» **Exercise prompt**
Reproduce each record below exactly as written.

» **Records contained in a dataset**
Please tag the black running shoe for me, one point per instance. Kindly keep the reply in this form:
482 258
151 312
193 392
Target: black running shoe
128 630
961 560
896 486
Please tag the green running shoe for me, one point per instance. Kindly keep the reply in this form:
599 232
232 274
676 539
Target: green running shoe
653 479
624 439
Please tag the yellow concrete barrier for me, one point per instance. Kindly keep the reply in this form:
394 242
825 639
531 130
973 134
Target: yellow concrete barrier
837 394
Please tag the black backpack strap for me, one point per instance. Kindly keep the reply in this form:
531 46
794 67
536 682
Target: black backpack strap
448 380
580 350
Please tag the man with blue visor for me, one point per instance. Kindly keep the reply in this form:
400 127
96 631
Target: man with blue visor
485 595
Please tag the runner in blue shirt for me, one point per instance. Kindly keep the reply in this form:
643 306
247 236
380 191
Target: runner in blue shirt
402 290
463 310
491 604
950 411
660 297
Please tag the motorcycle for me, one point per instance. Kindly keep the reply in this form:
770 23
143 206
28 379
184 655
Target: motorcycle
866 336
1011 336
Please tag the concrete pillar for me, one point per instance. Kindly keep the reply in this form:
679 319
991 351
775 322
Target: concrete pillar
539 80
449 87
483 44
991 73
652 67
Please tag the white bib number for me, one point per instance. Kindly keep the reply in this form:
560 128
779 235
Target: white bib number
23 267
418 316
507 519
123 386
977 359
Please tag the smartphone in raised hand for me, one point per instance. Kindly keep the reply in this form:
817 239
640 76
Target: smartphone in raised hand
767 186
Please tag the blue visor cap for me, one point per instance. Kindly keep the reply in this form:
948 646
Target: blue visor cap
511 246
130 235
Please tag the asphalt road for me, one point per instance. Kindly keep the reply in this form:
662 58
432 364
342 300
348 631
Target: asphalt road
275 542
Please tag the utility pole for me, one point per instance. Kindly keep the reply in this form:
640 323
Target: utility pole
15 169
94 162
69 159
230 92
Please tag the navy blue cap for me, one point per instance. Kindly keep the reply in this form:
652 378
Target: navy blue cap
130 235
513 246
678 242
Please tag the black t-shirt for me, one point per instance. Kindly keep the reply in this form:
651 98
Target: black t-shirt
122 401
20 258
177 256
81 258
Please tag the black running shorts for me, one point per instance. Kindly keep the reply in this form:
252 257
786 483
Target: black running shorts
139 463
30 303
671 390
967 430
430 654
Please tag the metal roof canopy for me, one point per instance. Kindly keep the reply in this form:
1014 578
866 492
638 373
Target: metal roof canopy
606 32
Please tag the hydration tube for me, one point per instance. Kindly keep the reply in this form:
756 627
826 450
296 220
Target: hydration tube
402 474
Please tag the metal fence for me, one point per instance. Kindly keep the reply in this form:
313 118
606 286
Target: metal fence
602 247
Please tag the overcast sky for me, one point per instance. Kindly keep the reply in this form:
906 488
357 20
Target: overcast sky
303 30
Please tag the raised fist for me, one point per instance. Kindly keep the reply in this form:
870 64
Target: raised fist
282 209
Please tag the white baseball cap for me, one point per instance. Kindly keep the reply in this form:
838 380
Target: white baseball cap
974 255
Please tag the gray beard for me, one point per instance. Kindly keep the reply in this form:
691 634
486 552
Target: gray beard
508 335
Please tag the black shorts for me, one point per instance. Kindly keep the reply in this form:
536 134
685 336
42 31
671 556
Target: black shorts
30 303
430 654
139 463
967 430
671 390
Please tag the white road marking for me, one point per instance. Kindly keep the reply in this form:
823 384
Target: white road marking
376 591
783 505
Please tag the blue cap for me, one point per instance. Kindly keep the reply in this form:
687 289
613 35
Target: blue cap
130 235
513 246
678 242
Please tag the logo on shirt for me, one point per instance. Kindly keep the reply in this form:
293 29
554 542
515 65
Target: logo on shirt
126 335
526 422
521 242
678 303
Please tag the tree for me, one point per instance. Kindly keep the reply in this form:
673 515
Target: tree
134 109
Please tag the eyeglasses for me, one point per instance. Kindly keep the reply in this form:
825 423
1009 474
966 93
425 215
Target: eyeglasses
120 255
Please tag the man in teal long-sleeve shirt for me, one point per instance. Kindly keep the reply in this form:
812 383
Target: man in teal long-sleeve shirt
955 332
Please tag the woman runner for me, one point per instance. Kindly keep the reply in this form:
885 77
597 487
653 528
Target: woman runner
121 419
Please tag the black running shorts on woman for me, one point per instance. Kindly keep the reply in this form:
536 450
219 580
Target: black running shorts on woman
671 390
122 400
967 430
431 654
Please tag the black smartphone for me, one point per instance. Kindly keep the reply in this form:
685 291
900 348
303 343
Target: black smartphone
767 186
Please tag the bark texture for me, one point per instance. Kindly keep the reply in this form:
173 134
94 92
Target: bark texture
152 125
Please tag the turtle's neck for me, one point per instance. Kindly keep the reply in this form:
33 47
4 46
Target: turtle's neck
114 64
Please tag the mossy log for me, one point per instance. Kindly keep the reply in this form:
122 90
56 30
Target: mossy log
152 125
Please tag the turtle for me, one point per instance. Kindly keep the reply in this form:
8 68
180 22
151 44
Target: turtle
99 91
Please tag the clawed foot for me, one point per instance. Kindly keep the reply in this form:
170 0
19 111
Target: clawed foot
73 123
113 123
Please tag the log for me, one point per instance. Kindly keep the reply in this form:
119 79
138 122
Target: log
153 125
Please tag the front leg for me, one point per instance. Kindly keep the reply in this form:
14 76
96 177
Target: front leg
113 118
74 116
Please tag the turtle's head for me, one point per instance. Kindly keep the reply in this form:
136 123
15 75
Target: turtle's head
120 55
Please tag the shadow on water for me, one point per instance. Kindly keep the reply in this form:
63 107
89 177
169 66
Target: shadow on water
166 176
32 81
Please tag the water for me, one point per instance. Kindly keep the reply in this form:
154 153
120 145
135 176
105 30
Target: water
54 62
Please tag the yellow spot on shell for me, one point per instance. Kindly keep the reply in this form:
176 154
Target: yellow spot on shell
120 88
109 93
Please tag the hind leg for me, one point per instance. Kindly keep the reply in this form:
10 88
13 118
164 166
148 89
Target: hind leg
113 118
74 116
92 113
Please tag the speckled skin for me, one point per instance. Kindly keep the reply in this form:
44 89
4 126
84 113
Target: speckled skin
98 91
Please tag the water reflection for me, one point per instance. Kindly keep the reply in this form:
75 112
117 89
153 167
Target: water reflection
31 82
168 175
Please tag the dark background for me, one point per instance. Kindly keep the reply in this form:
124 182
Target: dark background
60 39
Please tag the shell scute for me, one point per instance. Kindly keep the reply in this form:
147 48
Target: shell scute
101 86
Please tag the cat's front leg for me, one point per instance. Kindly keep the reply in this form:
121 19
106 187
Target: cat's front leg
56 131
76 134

» **Solved problem**
Please tag the black running shoe for me, one point per instance. Kindly keep the reply in this form:
482 258
151 312
193 392
Target: black running shoe
128 630
961 560
896 486
Please tag the green running shoe for me, one point per instance. Kindly keep the reply in this form:
599 232
232 274
676 539
Target: green running shoe
653 479
624 439
Please tag the yellow concrete barrier for me, one point per instance. Kindly keep the reply in this form:
394 242
825 639
531 130
973 134
Target: yellow concrete barrier
837 394
Please tag the black backpack strap for me, one point per instance. Kindly keep the reply in this form:
531 46
794 67
536 682
Target: black backpack strap
448 380
580 350
Please tag the man with blue visor for me, one point per instance. Kindly keep the reply in this form:
400 127
96 631
Target: man with blue visor
485 595
Please tag the runner in blue shirt for me, one point per instance. Kindly keep the reply in this form:
643 306
247 236
380 191
Target: runner in blue shirt
402 290
463 310
491 604
950 411
660 297
Please tag the motorcycle for me, one point per instance. Kindly keep the reply in this form:
770 23
143 206
28 379
184 655
Target: motorcycle
866 336
1011 336
Please tag the concrete pillar for me, one point per instance. Kindly keep the reply in this form:
679 319
991 351
775 322
Target: concrete pillar
539 80
449 87
483 44
991 73
652 67
Please tag the white bib number for me, one point per instance. Kindly keep the reply in this form:
560 128
779 235
Target: white bib number
23 267
418 316
507 519
123 386
977 359
Please tag the smartphone in raised hand for me, one point per instance. Kindly keep the reply in this form:
817 239
640 76
Target: smartphone in raised hand
767 186
Please tag the blue visor cap for me, one point per instance. Kindly keep the reply in this form:
948 646
Target: blue visor cap
511 246
130 235
Please tag the asphalt road for me, one point per instance. Kindly keep the reply in this form:
662 58
432 364
342 300
348 631
Target: asphalt road
275 542
Please tag the utility pole for me, one point per instance. Kindly keep the reply in this form:
640 323
Target: utility pole
15 169
94 162
69 159
230 92
Please tag the navy blue cap for me, one point per instance. Kindly keep the reply in this form:
652 378
Target: navy blue cap
130 235
513 246
678 242
Please tag the black t-shirt for me, one point per instance. Kindly keep the reply in this form:
651 98
Target: black t-shirt
122 401
20 258
177 256
81 258
Please tag the black running shorts for me, one point per instance. Kindly keep the reply in this form:
252 257
786 483
Target: black running shorts
139 463
30 303
671 390
967 430
430 654
Please tag the metal roof canopy for me, one point per instance. Kindly keep the reply in this form:
1014 578
866 492
638 373
Target: metal roof canopy
606 32
Please tag the hydration tube for me, one point per instance. Kindly keep the reply in this form:
756 627
826 450
296 220
Target: hydration tube
402 474
Please tag the metal fence for me, one point per instance. Kindly keep the reply in this form:
313 118
606 286
Target: metal fence
602 247
Please tag the overcast sky for me, one point per instance. Kindly keep the reply in this form:
906 488
357 20
Target: overcast sky
303 30
Please tag the raised fist for me, one point per instance. Kindly keep the reply in this form:
870 64
Target: raised fist
282 209
Please tag the white baseball cap for me, one point per instance. Kindly keep the reply in this form:
838 380
Target: white baseball cap
974 255
Please tag the gray beard for me, one point per instance. Kindly keep the reply in this form:
691 634
486 552
Target: gray beard
508 335
Please tag the black shorts for me, one point per instance. Kindly keep the reply in this form:
536 134
685 336
42 31
671 556
Target: black shorts
30 303
430 654
139 463
967 430
671 390
Please tag the white road marking for me, one point per instance. Kindly keep the reply in this form:
823 384
Target: white road marking
376 591
783 505
Please tag the blue cap for me, one point per instance. Kindly keep the reply in this form:
687 289
613 35
Target: blue cap
130 235
513 246
678 242
Please tag the logo on shirt for me, one point per instance. Kindly keep the reply in this form:
293 29
554 542
515 65
Target: logo on shirt
126 335
526 422
521 242
678 303
Please tag the tree for me, one point per instance. Kindly keep the reply in this form:
673 515
Target: tree
134 109
Please tag the eyeglasses for me, one point per instance. Kindly keep the reply in this form:
825 423
1009 474
966 93
425 215
Target: eyeglasses
120 255
Please tag the man in teal long-sleeve shirt for me, one point per instance. Kindly keep the reply in this form:
812 383
Target: man in teal long-sleeve shirt
955 332
Please tag the woman runner for me, one point per instance. Kindly keep the reply in this form:
885 77
597 487
653 528
Target: woman runner
121 419
Please tag the black running shorts on woman for me, one point per instance. Kindly keep the reply in this form:
536 450
219 580
Target: black running shorts on woman
671 390
122 400
967 430
431 654
Please tag the black smartphone for me, one point per instance. Kindly keep the reply in this form:
685 291
900 348
303 343
Target: black smartphone
767 186
Please tag the bark texture for me, one point per instance. Kindly keep the reply in this form:
173 134
94 92
Target: bark texture
152 125
Please tag the turtle's neck for me, one point per instance. Kindly keep the reply in this form:
33 47
4 46
Target: turtle's neck
114 64
Please tag the mossy log for me, one point per instance. Kindly keep the reply in this form:
122 90
56 30
Target: mossy log
152 125
Please tag the turtle for me, one point per instance. Kindly keep the reply in this form:
8 68
180 22
151 44
Target: turtle
99 91
Please tag the clawed foot for me, one point per instance. Kindly keep the reply in this form:
170 0
19 111
Target: clawed foot
73 123
113 123
Please tag the log for me, one point per instance. Kindly keep the reply in this form:
119 79
138 122
Target: log
153 125
Please tag the front leg for me, one point per instance. Kindly keep the reply in this form:
14 76
96 177
Target: front leg
113 118
74 116
Please tag the turtle's head for me, one point per instance. Kindly keep the reply in this form:
136 123
15 75
Target: turtle's head
120 55
Please tag the shadow on water for me, one point per instance. Kindly keep the reply in this form:
63 107
89 177
169 66
Target: shadow on water
166 176
32 81
Please tag the water for me, one point per instance. Kindly keep the reply in this form:
154 153
120 145
135 176
105 30
Target: water
54 62
Please tag the yellow spot on shell for me, one point per instance. Kindly keep the reply in this form:
176 154
Target: yellow spot on shell
120 88
109 93
Please tag the hind leg for me, one point per instance. Kindly keep the reply in this form:
10 88
13 118
164 166
148 89
Target: hind leg
113 118
74 116
92 113
Please tag the speckled skin for me, one point per instance. Kindly keep the reply in this form:
44 89
4 126
84 113
Target: speckled skin
98 91
Please tag the water reflection for me, one point per instance. Kindly keep the reply in this form:
75 112
117 89
153 167
Target: water reflection
31 82
168 175
Please tag the dark background for me, one point per instance. Kindly keep the reply in this form:
124 182
Target: dark background
60 39
Please tag the shell scute for me, one point per instance. Kindly keep the reply in this form:
147 48
Target: shell scute
101 86
Please tag the cat's front leg for me, one point per instance. Kindly keep the reply in this form:
121 19
106 187
Target: cat's front leg
56 131
76 134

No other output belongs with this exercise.